### [Exercise description]
Update the dancing post from "The third trip, which" to "ready for bolero.", replacing "bolero" with "rumba".
--- START Source extract ---
Atroll Needs Dancing Shoes   1 comment

I was born to have adventure.

Sometimes I forget that, but then something will happen that forces me to remember. Lately it has been dancing. Son Corencio–he who is taking the Salsa course at Arizona State University–and I went dancing last Friday night for the fourth time in a little over a month. We returned to the Fat Cat Ballroom in North Phoenix to learn how to cha cha.  I’m really only going on these expeditions because he needs a driver to get back and forth–the ballrooms are a good fifteen miles from my home–but as long as I’m going, I might as well try it out and see what I can learn, right?

For our second and third trips we went to the Paragon Ballroom in Tempe. The second trip was actually a salsa class. I sat that one out. The class was very crowded, and the people were, for the most part, very young, late teens through early twenties. This old troll did not try to salsa, but now I’m sorry that I didn’t.

The third trip, which was a week ago Friday night was West Coast Swing. I danced that one, and I pretty much learned it–at least the basic steps. When the teacher got into the intermediate class which involved shoulder touching, double handed spins and winding up back to front, he pretty much lost me. I rather like West Coast Swing, and I’ve heard that opinion echoed by several people.

Last Friday’s trip back to the Fat Cat was to learn cha cha. That was Corencio’s decision. The alternative was bolero at the Paragon, and we’re probably not ready for bolero.
--- END Source extract ---
--- START Material provided ---
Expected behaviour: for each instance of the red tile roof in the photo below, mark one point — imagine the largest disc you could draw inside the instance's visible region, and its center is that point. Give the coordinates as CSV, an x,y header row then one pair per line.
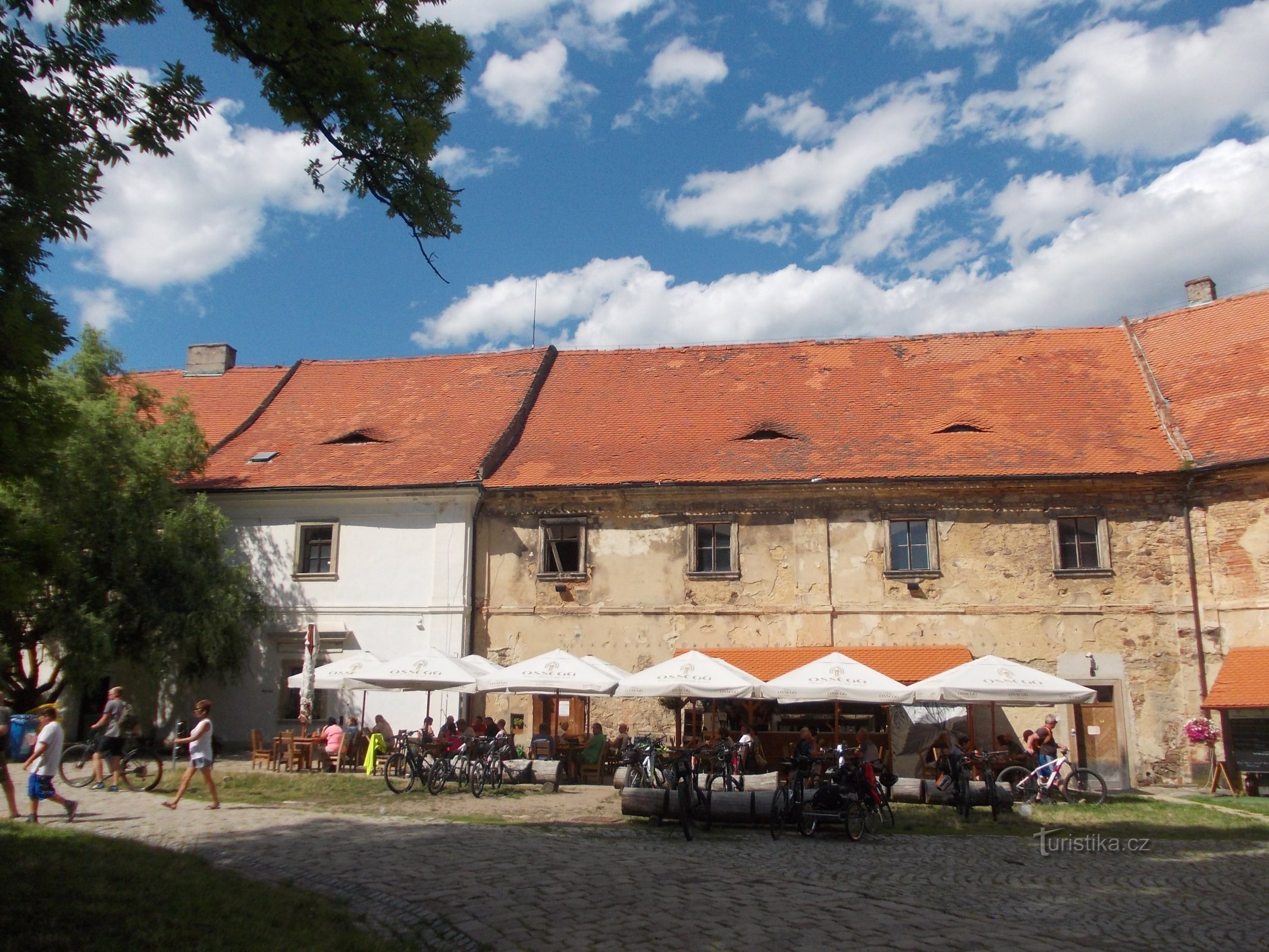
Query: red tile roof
--- END Material provided ---
### [Full solution]
The third trip, which was a week ago Friday night was West Coast Swing. I danced that one, and I pretty much learned it–at least the basic steps. When the teacher got into the intermediate class which involved shoulder touching, double handed spins and winding up back to front, he pretty much lost me. I rather like West Coast Swing, and I’ve heard that opinion echoed by several people.

Last Friday’s trip back to the Fat Cat was to learn cha cha. That was Corencio’s decision. The alternative was rumba at the Paragon, and we’re probably not ready for rumba.